● **Tarea propuesta**
Edita el texto sobre Los Comediantes: empieza en las palabras "Los Comediantes, una", para después de "historia de Haití." y sustituye "letreros" por "carteles".

● **Texto proporcionado**
Los Comediantes, una novela de Graham Greene ambientada en la Haití de los años sesenta, cuando Duvalier ya había sido excomulgado y de la ayuda gringa solo quedaban los letreros de Coca-Cola, dos cádillacs destartalados y algunas Seven Up en los burdeles, puede servir para desmentir a los moralistas que intentan culpar a un mundo malo que ha pervertido a un enclave heroico. Y no estaría mal como cartilla burlona para los arrebatos de buena voluntad basados en una mirada compasiva e idílica sobre la historia de Haití.
El libro comienza en la cubierta de un barco que navega rumbo a la “República de pesadilla”. Todos sus pasajeros excepto una pareja de ancianos estadounidenses conocen la isla y saben qué los espera a la llegada. Antes de tocar el puerto uno de los tripulantes tiene un terrible acceso de llanto. El matrimonio Smith mira con sorpresa a sus compañeros de viaje y busca una respuesta. Los pensamientos de Mr. Brown, hotelero por accidente en Haití que hace las veces de narrador, sirven como respuesta: “El lugar a donde nos dirigíamos era para todos nosotros un buen motivo de llanto”.

Registros de anotación de segmentación:
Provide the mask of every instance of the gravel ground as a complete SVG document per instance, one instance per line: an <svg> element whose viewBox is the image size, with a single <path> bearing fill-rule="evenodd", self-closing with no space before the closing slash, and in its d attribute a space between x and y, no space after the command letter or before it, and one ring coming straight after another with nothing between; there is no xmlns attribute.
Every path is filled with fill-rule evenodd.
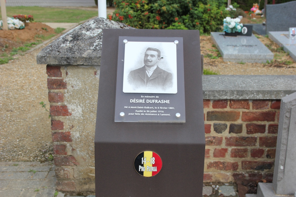
<svg viewBox="0 0 296 197"><path fill-rule="evenodd" d="M261 40L270 42L266 38ZM210 36L202 36L201 40L202 54L217 55L213 51L215 48ZM36 55L41 49L15 56L18 59L0 65L0 161L52 159L50 120L48 112L39 104L43 101L49 109L46 65L36 63ZM283 59L291 60L289 56L282 53ZM220 57L205 58L204 62L205 68L222 74L296 74L295 62L285 67L271 67L263 64L224 62Z"/></svg>

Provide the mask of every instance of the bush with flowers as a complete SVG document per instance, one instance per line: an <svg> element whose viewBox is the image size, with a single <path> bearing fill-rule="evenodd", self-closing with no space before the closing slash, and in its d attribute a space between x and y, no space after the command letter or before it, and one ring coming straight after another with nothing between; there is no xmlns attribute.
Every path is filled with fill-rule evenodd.
<svg viewBox="0 0 296 197"><path fill-rule="evenodd" d="M226 17L223 20L223 31L227 33L240 32L243 27L242 23L239 23L240 19L238 18L232 19Z"/></svg>
<svg viewBox="0 0 296 197"><path fill-rule="evenodd" d="M2 20L0 21L0 29L2 29L3 26ZM8 29L13 30L15 28L21 30L25 28L25 24L19 19L7 17L7 24Z"/></svg>
<svg viewBox="0 0 296 197"><path fill-rule="evenodd" d="M138 29L220 31L229 14L225 0L115 0L110 20Z"/></svg>

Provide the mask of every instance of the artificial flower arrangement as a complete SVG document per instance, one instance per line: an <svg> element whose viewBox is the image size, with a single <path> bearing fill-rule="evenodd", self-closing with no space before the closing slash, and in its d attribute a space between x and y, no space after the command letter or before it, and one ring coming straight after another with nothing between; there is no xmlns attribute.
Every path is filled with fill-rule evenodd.
<svg viewBox="0 0 296 197"><path fill-rule="evenodd" d="M240 19L239 18L232 19L227 17L223 20L223 31L226 33L231 33L240 32L243 27L242 23L240 23Z"/></svg>
<svg viewBox="0 0 296 197"><path fill-rule="evenodd" d="M1 20L0 21L0 29L2 29L2 23ZM8 26L8 29L12 30L16 28L20 30L25 28L25 24L23 22L18 19L13 18L7 17L7 24Z"/></svg>

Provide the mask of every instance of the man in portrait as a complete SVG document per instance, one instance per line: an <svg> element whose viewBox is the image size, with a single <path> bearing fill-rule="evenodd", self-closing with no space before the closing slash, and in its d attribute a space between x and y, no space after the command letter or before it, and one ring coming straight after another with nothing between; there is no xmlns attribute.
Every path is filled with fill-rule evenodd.
<svg viewBox="0 0 296 197"><path fill-rule="evenodd" d="M172 74L157 66L161 59L160 51L148 48L144 56L144 65L131 71L128 80L133 89L146 88L165 90L173 86Z"/></svg>

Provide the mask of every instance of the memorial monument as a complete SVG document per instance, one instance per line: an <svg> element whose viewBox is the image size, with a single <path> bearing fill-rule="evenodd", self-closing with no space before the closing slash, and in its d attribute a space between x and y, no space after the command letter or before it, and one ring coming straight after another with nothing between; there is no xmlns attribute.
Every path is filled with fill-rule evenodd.
<svg viewBox="0 0 296 197"><path fill-rule="evenodd" d="M201 196L199 32L126 30L103 30L96 196Z"/></svg>

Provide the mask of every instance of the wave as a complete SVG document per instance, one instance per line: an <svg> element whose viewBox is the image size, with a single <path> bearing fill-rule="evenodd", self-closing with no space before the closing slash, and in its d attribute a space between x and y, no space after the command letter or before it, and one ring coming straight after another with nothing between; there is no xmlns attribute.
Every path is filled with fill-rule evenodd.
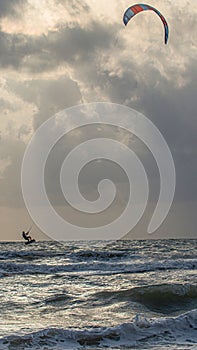
<svg viewBox="0 0 197 350"><path fill-rule="evenodd" d="M24 335L11 335L0 339L4 349L80 349L84 347L131 348L174 344L197 344L197 310L178 317L145 318L142 315L129 323L114 327L88 329L47 328Z"/></svg>
<svg viewBox="0 0 197 350"><path fill-rule="evenodd" d="M95 293L92 300L96 300L97 305L137 302L156 313L180 313L192 310L197 305L197 285L159 284L122 291L103 291Z"/></svg>
<svg viewBox="0 0 197 350"><path fill-rule="evenodd" d="M88 273L89 275L116 275L145 273L165 270L194 270L197 268L197 259L165 259L145 261L92 261L72 262L69 259L55 259L53 261L27 262L1 262L0 277L12 274L57 274L57 273Z"/></svg>

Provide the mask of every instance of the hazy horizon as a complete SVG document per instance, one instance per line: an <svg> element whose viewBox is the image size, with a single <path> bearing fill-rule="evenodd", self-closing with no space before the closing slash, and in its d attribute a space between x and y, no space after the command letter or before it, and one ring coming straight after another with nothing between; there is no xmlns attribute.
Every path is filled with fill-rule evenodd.
<svg viewBox="0 0 197 350"><path fill-rule="evenodd" d="M145 214L126 238L197 237L197 3L150 0L149 4L168 21L167 45L161 21L151 11L124 26L123 13L131 5L126 0L0 2L0 240L21 240L21 232L32 225L36 240L46 238L32 222L22 196L25 149L38 127L55 113L97 101L143 113L163 134L175 163L174 202L163 224L149 235L159 194L157 165L137 138L103 126L102 136L117 139L139 155L150 182ZM97 198L103 176L118 185L115 205L103 216L93 216L79 214L64 202L58 170L64 154L99 133L99 128L73 131L46 163L51 203L65 219L88 227L122 212L128 196L125 174L104 161L83 170L80 190L89 200Z"/></svg>

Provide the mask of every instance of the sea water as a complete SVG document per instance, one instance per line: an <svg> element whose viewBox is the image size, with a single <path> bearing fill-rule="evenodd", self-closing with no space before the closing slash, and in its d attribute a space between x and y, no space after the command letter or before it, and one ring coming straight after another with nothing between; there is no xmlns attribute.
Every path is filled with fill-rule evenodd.
<svg viewBox="0 0 197 350"><path fill-rule="evenodd" d="M0 349L197 349L197 240L0 244Z"/></svg>

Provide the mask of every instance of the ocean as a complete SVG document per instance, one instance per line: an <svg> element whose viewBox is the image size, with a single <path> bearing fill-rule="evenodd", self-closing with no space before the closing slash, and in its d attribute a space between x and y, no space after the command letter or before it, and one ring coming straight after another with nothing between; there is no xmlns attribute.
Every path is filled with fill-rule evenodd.
<svg viewBox="0 0 197 350"><path fill-rule="evenodd" d="M0 243L0 350L197 349L196 248Z"/></svg>

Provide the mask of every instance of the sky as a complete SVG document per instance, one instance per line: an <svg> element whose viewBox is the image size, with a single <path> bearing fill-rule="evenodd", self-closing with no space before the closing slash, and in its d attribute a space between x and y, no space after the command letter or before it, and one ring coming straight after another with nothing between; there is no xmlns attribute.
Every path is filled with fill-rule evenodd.
<svg viewBox="0 0 197 350"><path fill-rule="evenodd" d="M159 179L154 159L128 133L103 126L102 135L131 145L147 169L150 198L146 211L127 235L140 238L196 238L197 209L197 3L150 0L169 24L163 43L159 18L147 11L122 22L128 0L0 0L0 240L20 240L33 225L36 239L46 236L25 206L21 165L36 130L55 113L90 102L112 102L148 117L164 136L176 168L176 192L168 216L147 233L157 202ZM114 177L120 199L108 214L91 216L64 202L58 185L63 155L98 130L86 128L65 137L46 164L46 189L65 218L91 226L113 220L125 206L127 179L106 161L81 175L81 192L92 199L102 174ZM90 236L91 238L91 236Z"/></svg>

● **Respuesta del ejercicio**
Los Comediantes, una novela de Graham Greene ambientada en la Haití de los años sesenta, cuando Duvalier ya había sido excomulgado y de la ayuda gringa solo quedaban los carteles de Coca-Cola, dos cádillacs destartalados y algunas Seven Up en los burdeles, puede servir para desmentir a los moralistas que intentan culpar a un mundo malo que ha pervertido a un enclave heroico. Y no estaría mal como cartilla burlona para los arrebatos de buena voluntad basados en una mirada compasiva e idílica sobre la historia de Haití.